== Data section ==
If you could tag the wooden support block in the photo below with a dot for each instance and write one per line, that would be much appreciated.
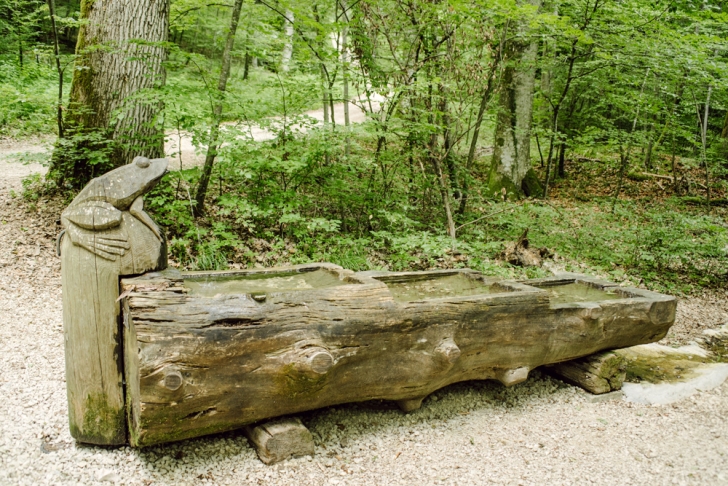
(598, 373)
(278, 440)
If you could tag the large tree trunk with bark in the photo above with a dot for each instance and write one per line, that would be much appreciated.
(511, 153)
(119, 57)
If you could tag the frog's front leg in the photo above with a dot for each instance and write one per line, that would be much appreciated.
(137, 210)
(106, 245)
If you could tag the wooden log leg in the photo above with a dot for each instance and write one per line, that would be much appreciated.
(513, 376)
(91, 333)
(278, 440)
(598, 373)
(410, 405)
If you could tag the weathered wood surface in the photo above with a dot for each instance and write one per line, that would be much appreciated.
(281, 439)
(198, 365)
(599, 373)
(107, 234)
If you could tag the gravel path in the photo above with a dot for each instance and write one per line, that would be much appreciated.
(539, 432)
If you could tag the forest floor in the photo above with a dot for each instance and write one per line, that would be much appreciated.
(539, 432)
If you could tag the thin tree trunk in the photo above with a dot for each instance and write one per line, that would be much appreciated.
(246, 66)
(547, 181)
(288, 45)
(625, 157)
(345, 74)
(511, 153)
(704, 140)
(562, 156)
(59, 112)
(650, 145)
(217, 111)
(474, 143)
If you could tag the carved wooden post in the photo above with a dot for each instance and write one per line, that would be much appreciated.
(107, 234)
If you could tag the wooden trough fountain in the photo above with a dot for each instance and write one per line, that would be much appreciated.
(195, 353)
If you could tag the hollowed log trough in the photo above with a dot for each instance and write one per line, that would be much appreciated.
(210, 352)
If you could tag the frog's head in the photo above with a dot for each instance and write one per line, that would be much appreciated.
(123, 185)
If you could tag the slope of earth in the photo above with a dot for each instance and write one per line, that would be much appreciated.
(539, 432)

== Work to complete ==
Write out again, unchanged, every line from the line containing "If you could tag the thin" to the final line of the material above.

== Finished task ==
If you could tag the thin tree trunk in the photo above with a dot for each instance and write one per line, that would be much appreciated.
(246, 66)
(547, 181)
(288, 45)
(625, 157)
(345, 74)
(511, 153)
(704, 140)
(562, 156)
(59, 112)
(650, 145)
(217, 111)
(474, 143)
If you could tag the carved wooden post in the photo above with a dot for each instance and write one per line, that would be much appreciated.
(107, 234)
If you could tag the wooden trough fountain in the photo above with a dot for each instance and write one per line, that would be much appreciated.
(195, 353)
If you could tag the hollowed log trough in the photo above with a dot for each instance and write one per line, that would be much appreciated.
(210, 352)
If you could tag the frog's head in the photo above with a dot for each instance and write one per line, that would be much appreciated.
(123, 185)
If you could tag the slope of earth in the photo above with a dot for each instance and write one per line, that would be much appreciated.
(539, 432)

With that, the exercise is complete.